** Opening Source text block **

# premature baby born at 25 weeks



## natalie090489

hello, i am new to this.

i was just wondering if any one else has had a 25 week old premature baby and how are they now. my son was born on the 29th jan at 25 weeks weighin 2lb 1oz, he came out of hospital last sat. it was so hard seeing him connected to wires and machines but he is fine now he did have a lot of problems in the first couple of months, he had bleeding on his brain, a heart murmur, chronic lung dieaese, several fungal infections and a hernia on his groin..... everything has sorted itself out now except his hernia... i have been told that it should go if not he will have to have surgery.

hes 15 week old now and a right cheeky monkey x


----------



## divadexie

My daughter was born at 25 weeks, 4 weeks ago, she weighed 1lb 3oz.

Your son sounds like such an amazing little fighter! 

My wee girl has had 2 infections but antibiotics got rid of them, she was only on the ventilator for 2 hours when born and then for a few days a week later.

I cant wait to get her home but its a long wait yet!


----------



## SugarKisses

:hugs: thats a really good weight hun x


----------



## Bec L

Hi. Welcome to the forum and congrats on your new arrival. Sounds like a little fighter :) xx


----------



## AP

Sugarkisses is right, thats a VERY good weight for 25 weeks!

My LO was born at 27+4 but she had bleeding to the brain and chronic lung disease. I think the CLD wears off with age. 

Bleeds to the brain are so hard to deal with, you never know what to expect. Alex had the largest, grade IV, and shes nearly a year old now and hasnt had any known problems because of this. 

You may want to look into extra benefits if you aren't planning on going back to work. Because of Alexs brain bleed, we get DLA, and you will likely get it too. If you need any advice im here!


----------



## BrittLeblanc

Hi! I'm also new to the forum. I had my little Riley on May2nd at 25 weeks and 2 days. He has PDA(heart murmur) they also told me about a week and half ago that they believe he has chronic lung disease due to the vent. They told me that they see this alot in babies at this gestation. He is still on a conventional vent but rates are now very low. The doctors have told me that once he stops having all these destats it a possibility that he could be put on cpap. Does anyone else have a similar story?


----------



## BrittLeblanc

Riley also had a small brain bleed but it was so small that they didnt even classify it as a class I


----------



## Laura2919

natalie090489 said:


> hello, i am new to this.

** Closing Source text block **
** Opening Information given block **

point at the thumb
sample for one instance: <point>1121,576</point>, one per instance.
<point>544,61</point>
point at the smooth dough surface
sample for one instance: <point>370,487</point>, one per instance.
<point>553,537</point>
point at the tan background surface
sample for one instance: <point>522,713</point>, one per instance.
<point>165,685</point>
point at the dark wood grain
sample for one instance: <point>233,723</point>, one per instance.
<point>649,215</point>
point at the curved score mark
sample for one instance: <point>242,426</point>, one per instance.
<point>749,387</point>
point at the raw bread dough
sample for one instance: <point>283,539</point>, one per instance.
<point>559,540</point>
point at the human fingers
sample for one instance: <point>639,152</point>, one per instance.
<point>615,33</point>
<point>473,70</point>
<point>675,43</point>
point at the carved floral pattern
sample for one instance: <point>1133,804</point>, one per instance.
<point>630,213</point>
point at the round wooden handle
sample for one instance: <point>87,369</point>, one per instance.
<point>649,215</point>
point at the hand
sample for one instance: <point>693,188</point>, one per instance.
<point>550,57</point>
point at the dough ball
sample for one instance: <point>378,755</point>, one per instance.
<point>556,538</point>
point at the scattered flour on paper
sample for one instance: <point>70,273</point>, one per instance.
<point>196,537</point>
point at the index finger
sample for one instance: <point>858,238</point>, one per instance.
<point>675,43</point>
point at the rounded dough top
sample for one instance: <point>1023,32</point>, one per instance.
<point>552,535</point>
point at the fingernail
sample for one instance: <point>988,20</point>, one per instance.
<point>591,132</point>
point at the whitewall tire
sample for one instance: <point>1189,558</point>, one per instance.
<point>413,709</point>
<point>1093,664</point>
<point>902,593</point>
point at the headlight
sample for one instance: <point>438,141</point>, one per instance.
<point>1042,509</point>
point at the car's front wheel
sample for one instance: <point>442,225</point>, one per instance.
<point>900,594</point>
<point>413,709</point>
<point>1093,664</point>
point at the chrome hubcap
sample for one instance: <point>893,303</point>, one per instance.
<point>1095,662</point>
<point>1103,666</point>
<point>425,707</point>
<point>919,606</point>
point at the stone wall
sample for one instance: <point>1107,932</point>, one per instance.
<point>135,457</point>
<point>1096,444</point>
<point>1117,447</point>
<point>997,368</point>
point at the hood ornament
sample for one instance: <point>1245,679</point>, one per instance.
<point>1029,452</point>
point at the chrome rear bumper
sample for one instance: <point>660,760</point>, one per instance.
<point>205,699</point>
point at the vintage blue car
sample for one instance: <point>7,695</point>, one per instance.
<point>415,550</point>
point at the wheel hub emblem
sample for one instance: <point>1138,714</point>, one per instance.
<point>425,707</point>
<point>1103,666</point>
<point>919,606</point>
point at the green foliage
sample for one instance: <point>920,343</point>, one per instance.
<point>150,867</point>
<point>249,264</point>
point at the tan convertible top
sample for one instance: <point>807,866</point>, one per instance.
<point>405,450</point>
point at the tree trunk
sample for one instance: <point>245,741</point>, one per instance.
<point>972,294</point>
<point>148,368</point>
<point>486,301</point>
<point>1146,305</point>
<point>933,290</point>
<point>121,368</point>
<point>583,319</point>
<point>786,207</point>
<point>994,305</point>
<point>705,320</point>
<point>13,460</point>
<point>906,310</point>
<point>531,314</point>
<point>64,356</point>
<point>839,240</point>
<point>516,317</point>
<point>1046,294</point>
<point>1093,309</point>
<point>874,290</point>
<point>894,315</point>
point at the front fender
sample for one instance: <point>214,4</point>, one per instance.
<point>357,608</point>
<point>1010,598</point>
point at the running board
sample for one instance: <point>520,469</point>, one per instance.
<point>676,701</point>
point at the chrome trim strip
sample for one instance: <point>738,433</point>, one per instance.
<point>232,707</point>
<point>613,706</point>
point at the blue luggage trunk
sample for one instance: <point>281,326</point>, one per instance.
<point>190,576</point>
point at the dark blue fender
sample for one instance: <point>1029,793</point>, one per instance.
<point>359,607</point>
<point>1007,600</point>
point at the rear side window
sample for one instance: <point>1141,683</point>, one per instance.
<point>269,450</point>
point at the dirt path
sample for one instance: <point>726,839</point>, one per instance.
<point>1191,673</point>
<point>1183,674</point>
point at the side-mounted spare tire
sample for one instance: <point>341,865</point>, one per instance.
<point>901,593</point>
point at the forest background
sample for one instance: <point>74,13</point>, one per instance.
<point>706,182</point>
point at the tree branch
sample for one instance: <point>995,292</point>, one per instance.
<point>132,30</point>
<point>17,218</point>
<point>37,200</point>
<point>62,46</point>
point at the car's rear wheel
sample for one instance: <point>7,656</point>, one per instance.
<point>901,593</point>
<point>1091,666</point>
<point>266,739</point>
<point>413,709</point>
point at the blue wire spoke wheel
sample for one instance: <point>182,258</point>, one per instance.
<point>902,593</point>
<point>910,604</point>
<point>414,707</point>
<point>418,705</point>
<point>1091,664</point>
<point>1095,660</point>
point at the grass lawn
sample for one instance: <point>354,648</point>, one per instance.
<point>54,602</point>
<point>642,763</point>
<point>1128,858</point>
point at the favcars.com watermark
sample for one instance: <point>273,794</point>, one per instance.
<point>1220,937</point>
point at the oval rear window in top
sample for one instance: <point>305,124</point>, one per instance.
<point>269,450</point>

** Closing Information given block **

= Work item =
From the thread about the baby born at 25 weeks, copy the part that opens with the words containing "Bleeds to the" and closes with "because of this.". The items have nothing to do with the forum thread.

= Result below =
Bleeds to the brain are so hard to deal with, you never know what to expect. Alex had the largest, grade IV, and shes nearly a year old now and hasnt had any known problems because of this.